• **What is required**: Show every line in the items below that contains the string "instances".

• **Data rows**:
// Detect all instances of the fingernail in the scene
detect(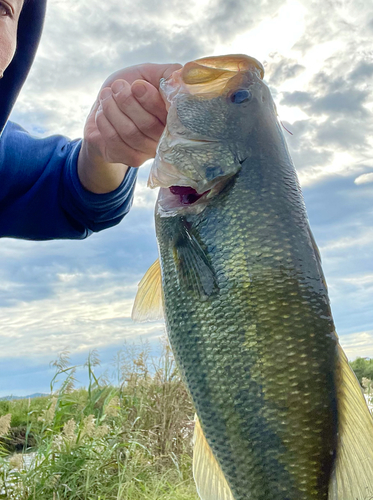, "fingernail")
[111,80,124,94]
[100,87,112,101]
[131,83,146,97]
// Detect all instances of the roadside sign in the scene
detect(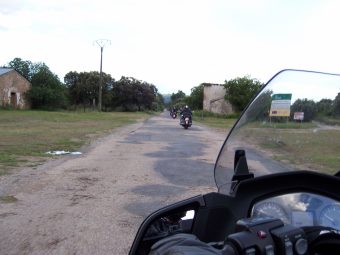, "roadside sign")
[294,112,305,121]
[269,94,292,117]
...
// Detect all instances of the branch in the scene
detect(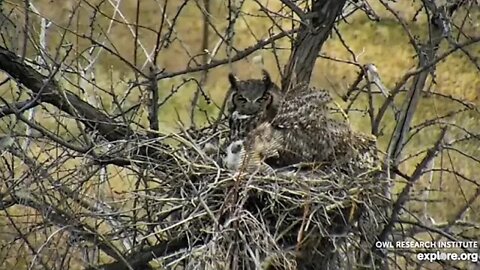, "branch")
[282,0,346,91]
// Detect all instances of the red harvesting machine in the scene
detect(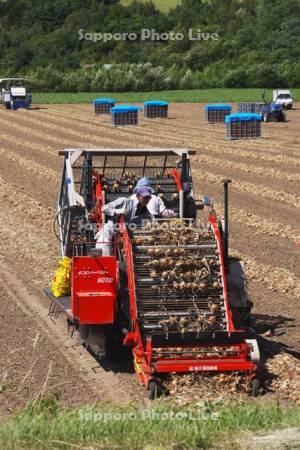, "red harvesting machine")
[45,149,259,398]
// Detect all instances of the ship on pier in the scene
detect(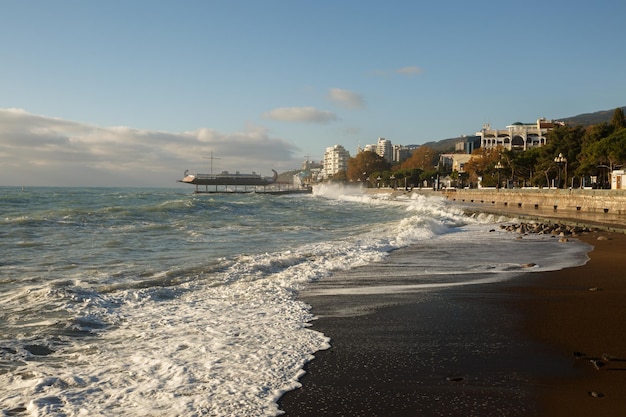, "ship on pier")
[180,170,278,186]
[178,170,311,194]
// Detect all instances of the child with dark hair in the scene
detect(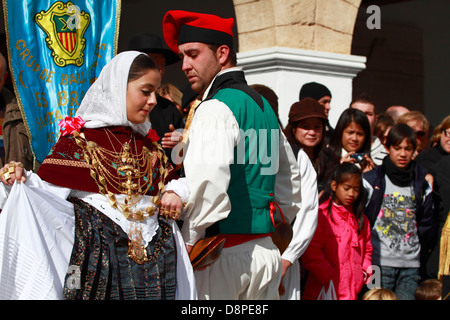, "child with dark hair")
==
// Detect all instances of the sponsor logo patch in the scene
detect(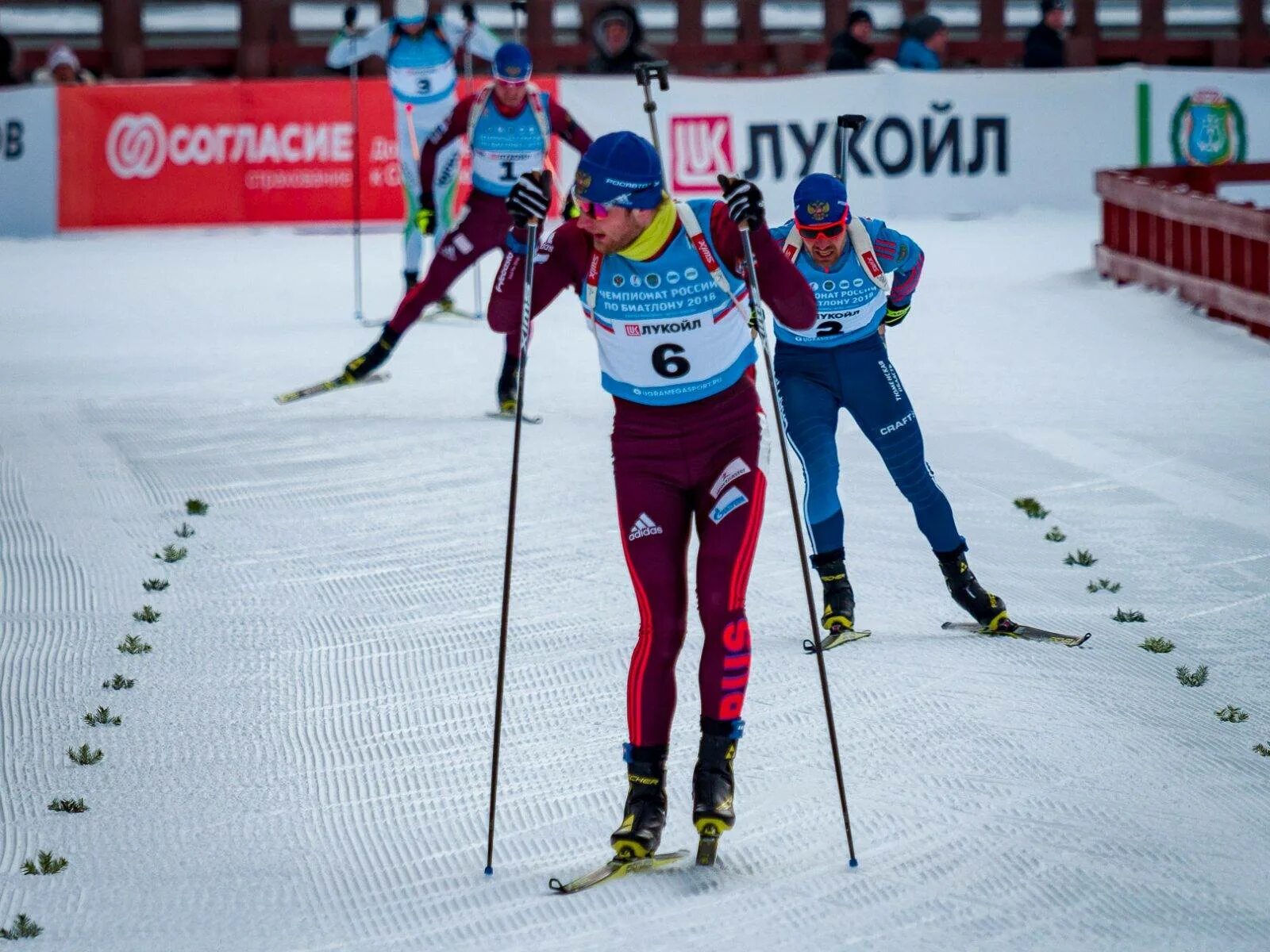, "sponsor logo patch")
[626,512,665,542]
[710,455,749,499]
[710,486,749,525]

• **Solution to the exercise**:
// Detect all instances of the fingernail in the scene
// Detect all instances of the roadside sign in the scene
// Detect all instances of the branch in the scene
// Detect all instances of the red harvesting machine in the scene
// Detect all instances of the ship on pier in the scene
// Detect all instances of the child with dark hair in the scene
// Detect all instances of the sponsor logo patch in the scene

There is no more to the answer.